Written request A
In the forum thread, what command did Steven use as SYSTEM to set the version limit for the whole disk?
Written request B
Print the section of the forum thread starting with "I also set the" and going on through "files they contain.".

::: Text to read :::

I also set the version_limit for the whole disk (as SYSTEM) with
SET DIRECTORY/VERSION_LIMIT=1 DKA300:[000000], but again this only affected
subsequently created files and directories along with the files they contain.

I have not figured out how to set the version_limit retroactively; perhaps it is
not possible with a simple command. Obviously, you could do this with a DCL
script if you really wanted to.

Steven

2002-03-11 21:55:02

by Richard B. Johnson

[permalink] [raw]

Subject: Re: linux-2.5.4-pre1 - bitkeeper testing

On Mon, 11 Mar 2002, Steven Cole wrote:

> On Monday 11 March 2002 12:15 pm, Hans Reiser wrote:
> > Steven Cole wrote:
> > >I fiddled around a bit with VMS, and it looks like the following command
> > > set things up for me so that I only have one version for any new files I
> > > create:
[SNIPPED]

>
> I have not figured out how to set the version_limit retroactively; perhaps
it is
> not possible with a simple command. Obviously, you could do this with a DCL
> script if you really wanted to.
>
> Steven
> -

$ SET PROC/PRIV=ALL
$ SET DEF DISK:[000000]
$ PURGE
$ RENAME *.* ;1

Cheers,
Dick Johnson

Penguin : Linux version 2.4.18 on an i686 machine (797.90 BogoMips).

::: Raw data :::

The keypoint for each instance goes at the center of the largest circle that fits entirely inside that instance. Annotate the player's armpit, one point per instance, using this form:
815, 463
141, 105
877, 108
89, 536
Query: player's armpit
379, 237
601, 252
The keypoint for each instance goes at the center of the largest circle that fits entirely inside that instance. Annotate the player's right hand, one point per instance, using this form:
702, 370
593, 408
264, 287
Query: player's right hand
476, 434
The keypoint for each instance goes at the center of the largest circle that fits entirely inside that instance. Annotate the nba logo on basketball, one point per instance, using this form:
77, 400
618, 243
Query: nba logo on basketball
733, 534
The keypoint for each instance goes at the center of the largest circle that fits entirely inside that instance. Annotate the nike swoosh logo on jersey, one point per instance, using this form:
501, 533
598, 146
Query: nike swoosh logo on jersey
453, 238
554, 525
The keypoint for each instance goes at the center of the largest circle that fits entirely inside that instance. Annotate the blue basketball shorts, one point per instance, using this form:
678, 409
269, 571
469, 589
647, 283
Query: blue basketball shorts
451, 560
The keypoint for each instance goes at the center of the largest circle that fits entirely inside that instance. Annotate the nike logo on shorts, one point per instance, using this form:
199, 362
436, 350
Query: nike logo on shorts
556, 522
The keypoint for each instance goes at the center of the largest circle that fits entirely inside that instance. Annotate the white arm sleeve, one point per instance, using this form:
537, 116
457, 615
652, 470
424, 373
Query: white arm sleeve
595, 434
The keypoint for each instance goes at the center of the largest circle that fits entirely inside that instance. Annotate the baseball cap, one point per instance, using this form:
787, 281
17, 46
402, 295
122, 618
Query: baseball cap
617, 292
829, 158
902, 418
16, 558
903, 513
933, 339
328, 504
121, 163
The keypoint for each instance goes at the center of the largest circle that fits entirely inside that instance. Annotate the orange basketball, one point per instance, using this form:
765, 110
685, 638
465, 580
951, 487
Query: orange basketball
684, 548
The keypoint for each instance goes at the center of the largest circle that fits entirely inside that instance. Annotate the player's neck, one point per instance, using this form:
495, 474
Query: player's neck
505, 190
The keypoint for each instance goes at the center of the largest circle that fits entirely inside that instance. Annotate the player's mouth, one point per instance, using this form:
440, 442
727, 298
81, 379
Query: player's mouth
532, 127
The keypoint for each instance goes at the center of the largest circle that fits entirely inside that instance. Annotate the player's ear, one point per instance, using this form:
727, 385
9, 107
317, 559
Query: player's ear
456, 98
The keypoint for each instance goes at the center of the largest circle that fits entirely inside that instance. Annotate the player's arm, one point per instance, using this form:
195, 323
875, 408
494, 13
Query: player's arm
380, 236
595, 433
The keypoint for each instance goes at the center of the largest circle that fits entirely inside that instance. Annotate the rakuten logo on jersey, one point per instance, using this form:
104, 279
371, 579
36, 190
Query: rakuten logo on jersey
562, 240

:::

Written solution A
SET DIRECTORY/VERSION_LIMIT=1 DKA300:[000000]

Written solution B
I also set the version_limit for the whole disk (as SYSTEM) with
SET DIRECTORY/VERSION_LIMIT=1 DKA300:[000000], but again this only affected
subsequently created files and directories along with the files they contain.